● **Data for this task**

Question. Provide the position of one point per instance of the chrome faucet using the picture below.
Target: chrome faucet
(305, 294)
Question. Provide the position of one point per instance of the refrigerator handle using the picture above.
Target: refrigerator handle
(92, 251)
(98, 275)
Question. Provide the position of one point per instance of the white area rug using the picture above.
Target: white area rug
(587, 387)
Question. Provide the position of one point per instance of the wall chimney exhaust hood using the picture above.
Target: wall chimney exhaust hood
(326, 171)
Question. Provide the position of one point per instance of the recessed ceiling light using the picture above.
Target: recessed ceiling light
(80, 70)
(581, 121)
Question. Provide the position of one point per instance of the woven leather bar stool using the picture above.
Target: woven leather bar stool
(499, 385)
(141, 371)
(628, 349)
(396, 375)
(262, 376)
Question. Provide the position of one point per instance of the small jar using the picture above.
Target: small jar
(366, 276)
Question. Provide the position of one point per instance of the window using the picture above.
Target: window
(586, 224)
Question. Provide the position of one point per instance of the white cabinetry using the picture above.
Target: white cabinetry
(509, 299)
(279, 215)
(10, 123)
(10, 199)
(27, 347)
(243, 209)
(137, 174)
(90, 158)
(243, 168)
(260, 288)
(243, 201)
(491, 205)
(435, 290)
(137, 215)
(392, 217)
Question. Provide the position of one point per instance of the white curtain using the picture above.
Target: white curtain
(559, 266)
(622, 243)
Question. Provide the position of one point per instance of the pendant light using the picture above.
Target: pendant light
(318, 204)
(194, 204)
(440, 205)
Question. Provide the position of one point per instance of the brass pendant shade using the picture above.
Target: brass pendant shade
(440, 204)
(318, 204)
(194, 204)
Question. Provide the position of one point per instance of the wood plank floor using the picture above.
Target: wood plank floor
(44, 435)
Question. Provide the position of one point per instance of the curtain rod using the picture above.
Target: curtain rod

● **Assigned task**
Output an exact copy of each record.

● **Answer below**
Question. Provide the position of one point per instance of the chrome faucet using the picture below.
Target: chrome faucet
(305, 294)
Question. Provide the position of one point per instance of the refrigerator handle using the picture above.
Target: refrigerator handle
(92, 251)
(98, 275)
Question. Provide the position of one point per instance of the white area rug using the picture above.
Target: white area rug
(587, 387)
Question. Provide the position of one point per instance of the wall chimney exhaust hood using the picture above.
Target: wall chimney exhaust hood
(326, 171)
Question. Provide the position of one point per instance of the recessed ceiling light using the picture above.
Target: recessed ceiling light
(80, 70)
(581, 121)
Question. Provide the position of one point per instance of the woven leather bar stool using the picture above.
Target: woven leather bar stool
(499, 385)
(141, 371)
(628, 349)
(396, 375)
(262, 376)
Question. Provide the position of one point per instance of the small jar using the picture above.
Target: small jar
(366, 276)
Question. Provide the position of one point per instance of the window using the picture above.
Target: window
(586, 224)
Question. Provide the position of one point per instance of the white cabinetry using the picture above.
Target: white cabinetry
(509, 299)
(279, 215)
(10, 123)
(10, 199)
(27, 347)
(243, 209)
(137, 174)
(90, 158)
(243, 168)
(260, 288)
(243, 201)
(491, 205)
(435, 290)
(137, 215)
(392, 217)
Question. Provide the position of one point per instance of the white curtain using the picture above.
Target: white curtain
(559, 266)
(622, 243)
Question. Provide the position of one point per instance of the pendant light using the picture above.
Target: pendant light
(318, 204)
(194, 204)
(440, 205)
Question. Provide the position of one point per instance of the brass pendant shade using the picture above.
Target: brass pendant shade
(440, 204)
(318, 204)
(194, 204)
Question. Provide the position of one point per instance of the wood plank floor using the picture above.
Target: wood plank floor
(44, 435)
Question. Provide the position of one point per instance of the curtain rod using the picture above.
Target: curtain rod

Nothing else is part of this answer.